[Items from a dataset]
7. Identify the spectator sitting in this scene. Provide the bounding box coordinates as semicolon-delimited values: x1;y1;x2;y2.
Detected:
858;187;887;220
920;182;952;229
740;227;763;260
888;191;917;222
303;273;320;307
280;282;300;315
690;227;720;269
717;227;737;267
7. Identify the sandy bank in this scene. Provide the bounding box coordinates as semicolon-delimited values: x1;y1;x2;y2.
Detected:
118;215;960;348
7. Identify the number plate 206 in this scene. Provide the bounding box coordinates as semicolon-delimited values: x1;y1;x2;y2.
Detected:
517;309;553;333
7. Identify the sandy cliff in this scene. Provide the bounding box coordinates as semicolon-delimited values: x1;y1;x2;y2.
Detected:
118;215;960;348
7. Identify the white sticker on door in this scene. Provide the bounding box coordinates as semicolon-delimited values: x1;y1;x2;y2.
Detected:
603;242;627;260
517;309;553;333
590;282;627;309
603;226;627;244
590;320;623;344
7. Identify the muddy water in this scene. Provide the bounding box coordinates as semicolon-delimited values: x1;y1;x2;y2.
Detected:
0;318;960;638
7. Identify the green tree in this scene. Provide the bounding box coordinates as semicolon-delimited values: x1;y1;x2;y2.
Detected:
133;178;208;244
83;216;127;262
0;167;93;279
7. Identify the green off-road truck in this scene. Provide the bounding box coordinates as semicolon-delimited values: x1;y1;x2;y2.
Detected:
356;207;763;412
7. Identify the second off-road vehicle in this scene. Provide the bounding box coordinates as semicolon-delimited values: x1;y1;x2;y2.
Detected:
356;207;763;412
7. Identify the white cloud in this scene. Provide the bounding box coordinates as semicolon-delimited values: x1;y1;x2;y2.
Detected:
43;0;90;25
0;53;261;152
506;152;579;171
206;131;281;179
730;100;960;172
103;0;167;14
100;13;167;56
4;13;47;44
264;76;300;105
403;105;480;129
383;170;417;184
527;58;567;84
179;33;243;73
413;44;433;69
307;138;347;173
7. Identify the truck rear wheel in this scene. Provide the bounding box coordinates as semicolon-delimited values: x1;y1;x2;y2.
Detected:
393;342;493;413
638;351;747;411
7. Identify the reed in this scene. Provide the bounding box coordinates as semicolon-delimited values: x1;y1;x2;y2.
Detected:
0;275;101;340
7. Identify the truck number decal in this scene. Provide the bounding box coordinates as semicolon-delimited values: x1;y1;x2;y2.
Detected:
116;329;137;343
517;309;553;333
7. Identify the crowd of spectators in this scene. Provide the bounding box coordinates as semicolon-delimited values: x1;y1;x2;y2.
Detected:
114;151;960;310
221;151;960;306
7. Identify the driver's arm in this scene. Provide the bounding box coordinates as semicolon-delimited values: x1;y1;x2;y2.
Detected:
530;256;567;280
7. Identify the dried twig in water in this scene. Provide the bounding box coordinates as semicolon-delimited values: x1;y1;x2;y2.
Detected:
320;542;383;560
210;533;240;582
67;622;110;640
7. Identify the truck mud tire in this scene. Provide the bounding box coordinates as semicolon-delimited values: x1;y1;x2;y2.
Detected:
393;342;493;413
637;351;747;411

- What to produce
Number the lines of the data above as a list, starting with the line that contains "7. Identify the dried" and continuing through the line that contains "67;622;110;640", and leave out any blank lines.

- Exercise result
1. 7. Identify the dried twig in water in this scene. Provide the bounding box coordinates as semicolon-delimited values: x1;y1;x2;y2.
2. Detected:
3. 320;542;383;560
4. 210;533;240;582
5. 67;622;110;640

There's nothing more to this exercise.